Request a —
Report how many lines in the records contain the string "instance", matching case, and give only that number.

--- begin Reading passage ---

Less gifted but more popular than Cowper was James Macpherson (1736-1796), who made a sensation that spread rapidly over Europe and America with his Fingal (1762) and other works of the same kind, -wildly heroic poems which, he alleged, were translations from Celtic manuscripts written by an ancient bard named Ossian. Another and better literary forgery appeared in a

series of ballads called The Rowley Papers, dealing with medieval themes. These were written by "the marvelous boy"

Thomas Chatterton (1752-1770), who professed to have found the poems in a chest of old manuscripts. The success of these forgeries, especially of the "Ossian" poems, is an indication of the awakened interest in medieval poetry and legend which characterized the whole romantic movement.

In this connection, Thomas Percy (1729–1811) did a notable work when he published, after years of research, his Reliques of Ancient English Poetry (1765). This was a collection of old ballads, which profoundly influenced Walter Scott, and which established a foundation for all later works of balladry.

--- end Reading passage ---

Request b —
Reproduce the passage on eighteenth-century poetry word for word, everything from "Thomas Chatterton (1752-1770), who" down to "whole romantic movement.".

--- begin Provided entries ---

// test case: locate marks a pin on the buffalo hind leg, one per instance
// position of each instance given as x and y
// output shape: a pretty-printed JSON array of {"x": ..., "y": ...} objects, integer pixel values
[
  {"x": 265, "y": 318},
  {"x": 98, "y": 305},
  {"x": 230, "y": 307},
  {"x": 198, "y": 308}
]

--- end Provided entries ---

Task result a —
2

Task result b —
Thomas Chatterton (1752-1770), who professed to have found the poems in a chest of old manuscripts. The success of these forgeries, especially of the "Ossian" poems, is an indication of the awakened interest in medieval poetry and legend which characterized the whole romantic movement.